» **WHAT YOU SHOULD DO**:
Pull each line containing "clicks" out of the data and copy it.

(Dataset items)
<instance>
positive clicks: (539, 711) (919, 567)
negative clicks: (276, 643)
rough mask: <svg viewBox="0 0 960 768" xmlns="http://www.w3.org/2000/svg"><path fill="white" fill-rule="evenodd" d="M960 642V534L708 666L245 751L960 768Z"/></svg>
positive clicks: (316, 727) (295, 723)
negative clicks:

» **ANSWER FOR THIS EXERCISE**:
positive clicks: (539, 711) (919, 567)
negative clicks: (276, 643)
positive clicks: (316, 727) (295, 723)
negative clicks:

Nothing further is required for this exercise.